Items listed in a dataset
[Start of section]

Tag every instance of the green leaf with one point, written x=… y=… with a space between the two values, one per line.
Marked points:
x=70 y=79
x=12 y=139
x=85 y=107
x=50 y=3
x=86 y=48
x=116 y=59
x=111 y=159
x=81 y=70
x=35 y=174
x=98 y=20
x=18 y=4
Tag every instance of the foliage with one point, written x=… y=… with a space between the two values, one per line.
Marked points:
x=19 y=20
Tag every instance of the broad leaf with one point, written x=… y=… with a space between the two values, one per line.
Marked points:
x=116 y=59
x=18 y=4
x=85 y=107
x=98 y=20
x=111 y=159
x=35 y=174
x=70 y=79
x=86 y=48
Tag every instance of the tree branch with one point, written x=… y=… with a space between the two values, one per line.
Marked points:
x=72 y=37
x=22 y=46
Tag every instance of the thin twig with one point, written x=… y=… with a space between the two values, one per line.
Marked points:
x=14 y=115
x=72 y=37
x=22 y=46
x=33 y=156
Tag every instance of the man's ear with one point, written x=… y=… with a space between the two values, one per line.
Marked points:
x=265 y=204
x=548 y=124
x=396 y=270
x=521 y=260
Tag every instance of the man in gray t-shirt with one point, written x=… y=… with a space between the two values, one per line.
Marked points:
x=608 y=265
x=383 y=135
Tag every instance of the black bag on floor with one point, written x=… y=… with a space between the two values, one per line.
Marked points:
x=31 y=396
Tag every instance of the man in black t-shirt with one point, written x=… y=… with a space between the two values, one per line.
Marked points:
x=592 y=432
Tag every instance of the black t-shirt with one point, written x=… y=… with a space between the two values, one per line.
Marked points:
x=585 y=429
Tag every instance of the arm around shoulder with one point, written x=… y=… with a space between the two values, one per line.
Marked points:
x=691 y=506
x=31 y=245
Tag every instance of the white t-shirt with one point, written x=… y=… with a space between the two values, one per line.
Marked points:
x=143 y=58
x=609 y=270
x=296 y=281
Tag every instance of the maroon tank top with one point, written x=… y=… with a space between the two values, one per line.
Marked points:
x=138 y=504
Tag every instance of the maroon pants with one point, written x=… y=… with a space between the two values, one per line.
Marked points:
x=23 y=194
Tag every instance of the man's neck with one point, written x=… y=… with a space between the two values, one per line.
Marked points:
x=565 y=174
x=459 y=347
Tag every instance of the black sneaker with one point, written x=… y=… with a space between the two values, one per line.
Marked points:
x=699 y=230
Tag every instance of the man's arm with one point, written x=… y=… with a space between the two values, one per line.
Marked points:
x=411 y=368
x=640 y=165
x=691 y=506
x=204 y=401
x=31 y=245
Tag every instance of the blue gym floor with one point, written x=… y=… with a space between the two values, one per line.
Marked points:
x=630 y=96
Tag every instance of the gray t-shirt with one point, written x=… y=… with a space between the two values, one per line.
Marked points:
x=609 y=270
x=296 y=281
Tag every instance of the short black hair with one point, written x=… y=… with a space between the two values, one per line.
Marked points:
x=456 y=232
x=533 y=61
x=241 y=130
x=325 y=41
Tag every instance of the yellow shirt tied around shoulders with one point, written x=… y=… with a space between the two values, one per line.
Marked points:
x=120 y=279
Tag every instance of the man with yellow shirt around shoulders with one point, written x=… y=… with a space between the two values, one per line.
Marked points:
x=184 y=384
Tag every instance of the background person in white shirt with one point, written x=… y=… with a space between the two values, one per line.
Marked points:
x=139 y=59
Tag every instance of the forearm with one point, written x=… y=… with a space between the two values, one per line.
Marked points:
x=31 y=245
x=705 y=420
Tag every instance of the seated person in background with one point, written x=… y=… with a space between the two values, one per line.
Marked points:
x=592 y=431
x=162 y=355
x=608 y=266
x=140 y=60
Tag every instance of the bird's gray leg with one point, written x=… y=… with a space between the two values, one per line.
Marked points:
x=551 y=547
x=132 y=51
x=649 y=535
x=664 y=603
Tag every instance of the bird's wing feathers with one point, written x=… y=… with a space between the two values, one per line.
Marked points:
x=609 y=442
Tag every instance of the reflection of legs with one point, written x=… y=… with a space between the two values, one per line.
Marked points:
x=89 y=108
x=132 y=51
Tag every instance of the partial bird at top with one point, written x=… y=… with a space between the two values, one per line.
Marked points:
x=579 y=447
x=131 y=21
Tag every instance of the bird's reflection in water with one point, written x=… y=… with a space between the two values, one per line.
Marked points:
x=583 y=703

[End of section]

TASK ITEM –
Every record above needs to be restated exactly.

EXERCISE OUTPUT –
Tag every instance of the green leaf with one point, written x=… y=… with a space between the two values, one per line.
Marked points:
x=70 y=79
x=12 y=139
x=85 y=107
x=50 y=3
x=86 y=48
x=116 y=59
x=111 y=159
x=81 y=70
x=35 y=174
x=98 y=20
x=18 y=4
Tag every instance of the foliage with one point, written x=… y=… with a space between the two values, one per line.
Marked points:
x=19 y=20
Tag every instance of the broad leaf with one point, written x=… y=… with a space between the two values, one per line.
Marked points:
x=116 y=59
x=18 y=4
x=85 y=107
x=98 y=20
x=111 y=159
x=35 y=174
x=70 y=79
x=86 y=48
Tag every instance of the tree branch with one point, written x=… y=… with a space between the two values, one per line.
Marked points:
x=72 y=37
x=22 y=46
Tag every instance of the thin twig with one point, written x=… y=… with a space between the two values, one per line.
Marked points:
x=14 y=115
x=72 y=37
x=22 y=46
x=33 y=156
Tag every instance of the man's ear with one point, written x=… y=… with a space between the two values, one per line.
Marked points:
x=265 y=204
x=548 y=124
x=396 y=270
x=521 y=260
Tag every instance of the man in gray t-shirt with one point, written x=… y=… with a space between the two values, one per line.
Marked points:
x=608 y=265
x=383 y=135
Tag every instance of the black bag on floor with one point, written x=… y=… with a space between the two values, one per line.
Marked points:
x=31 y=396
Tag every instance of the man in black t-shirt with one point, written x=… y=… with a space between the two values, one per line.
Marked points:
x=592 y=432
Tag every instance of the black t-shirt with one point, written x=… y=… with a space between the two values, one per line.
Marked points:
x=585 y=429
Tag every instance of the arm around shoulder with one point, written x=… y=… with a space between the two values, one per line.
Marked points:
x=691 y=506
x=31 y=245
Tag every instance of the white t-shirt with one point, written x=… y=… with a space between the two values, one per line.
Marked points:
x=143 y=58
x=609 y=270
x=296 y=281
Tag every instance of the maroon tank top with one point, written x=… y=… with a space between the two values, one per line.
Marked points:
x=138 y=504
Tag every instance of the maroon pants with one point, written x=… y=… with a space between the two values, one per line.
Marked points:
x=23 y=194
Tag every instance of the man's neck with one point, written x=… y=… with a space between the two values, one per line.
Marked points:
x=565 y=174
x=459 y=347
Tag every instance of the black sneaker with one point, written x=… y=… with a space between the two values, one per line.
Marked points:
x=699 y=230
Tag every instance of the man's arm with one point, written x=… y=… with a space between the two values, one per line.
Marked points:
x=411 y=368
x=640 y=165
x=691 y=506
x=204 y=401
x=31 y=245
Tag every instance of the blue gym floor with one point, written x=… y=… with a space between the two values, one per line.
Marked points:
x=630 y=96
Tag every instance of the gray t-shirt with one point, written x=… y=… with a space between the two values, one per line.
Marked points:
x=609 y=270
x=296 y=281
Tag every instance of the short black hair with one point, written x=… y=… with a space between the two values, one per line.
Marked points:
x=456 y=232
x=533 y=61
x=241 y=130
x=325 y=41
Tag every instance of the yellow shirt tied around shoulders with one point, written x=… y=… with a space between the two values, one per line.
Marked points:
x=120 y=279
Tag every instance of the man with yellow shirt around shoulders with one point, written x=… y=… with a space between the two values, one per line.
Marked points:
x=184 y=384
Tag every instance of the background person in white shirt with one point, written x=… y=… with a space between the two values, one per line.
Marked points:
x=139 y=59
Tag every instance of the forearm with one point, written x=… y=… with a space between the two values, one per line.
Marked points:
x=31 y=245
x=705 y=420
Tag every instance of the seated person in background with one point, written x=… y=… with a space between the two values, one per line.
Marked points:
x=592 y=431
x=162 y=355
x=608 y=266
x=140 y=60
Tag every instance of the bird's gray leg with one point, written x=… y=… with a space between the two values, one per line.
Marked points:
x=551 y=547
x=132 y=51
x=649 y=535
x=664 y=603
Tag every instance of the bird's wing feathers with one point, written x=… y=… with a space between the two values, one per line.
Marked points:
x=609 y=442
Tag every instance of the reflection of legs with one point, written x=… y=… with a space between the two values, one per line.
Marked points:
x=89 y=108
x=132 y=51
Tag every instance of the partial bird at top with one point, written x=… y=… with a space between the two values, one per line.
Marked points:
x=579 y=447
x=131 y=21
Tag every instance of the bird's reflection in water with one point, written x=… y=… with a space between the two values, one per line.
Marked points:
x=583 y=703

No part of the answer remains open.